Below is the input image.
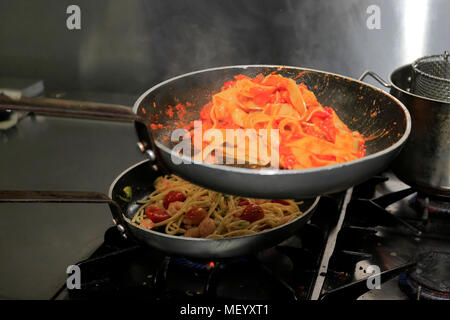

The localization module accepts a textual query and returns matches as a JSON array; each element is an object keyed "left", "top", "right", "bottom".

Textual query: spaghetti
[
  {"left": 131, "top": 175, "right": 302, "bottom": 238},
  {"left": 191, "top": 74, "right": 366, "bottom": 169}
]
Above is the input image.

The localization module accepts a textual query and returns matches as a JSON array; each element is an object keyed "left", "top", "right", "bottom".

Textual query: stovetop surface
[{"left": 0, "top": 92, "right": 450, "bottom": 300}]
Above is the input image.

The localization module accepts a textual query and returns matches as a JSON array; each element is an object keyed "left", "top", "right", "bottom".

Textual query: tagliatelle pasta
[
  {"left": 131, "top": 175, "right": 302, "bottom": 238},
  {"left": 191, "top": 74, "right": 366, "bottom": 169}
]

* * * * *

> Exercise: Rewrite every line of the rows above as a Markdown table with the columns No. and Text, numbering the lines in order and leaving out blank lines and pictures.

> Task output:
| No. | Text |
|---|---|
| 1 | Below is the input image. |
| 2 | The localization module accepts a textual query and returns matches as a JSON array; each element is an object keyed "left", "top", "right", "bottom". |
| 3 | Textual query: spaghetti |
| 4 | [ |
| 5 |   {"left": 131, "top": 175, "right": 302, "bottom": 238}, |
| 6 |   {"left": 191, "top": 74, "right": 366, "bottom": 169} |
| 7 | ] |
| 8 | Above is the input image. |
| 9 | The localization module accepts a textual query and returns matches as a JSON array; each element is an object keyed "left", "top", "right", "bottom". |
| 10 | Textual query: stovetop surface |
| 11 | [{"left": 0, "top": 92, "right": 450, "bottom": 300}] |
| 12 | Above is the input image. |
| 13 | The localization module accepts a textual query and returns matches as a JSON array; each element is an object keyed "left", "top", "right", "bottom". |
| 14 | Textual query: tagliatelle pasta |
| 15 | [ |
| 16 |   {"left": 131, "top": 175, "right": 302, "bottom": 238}, |
| 17 |   {"left": 191, "top": 74, "right": 366, "bottom": 169} |
| 18 | ] |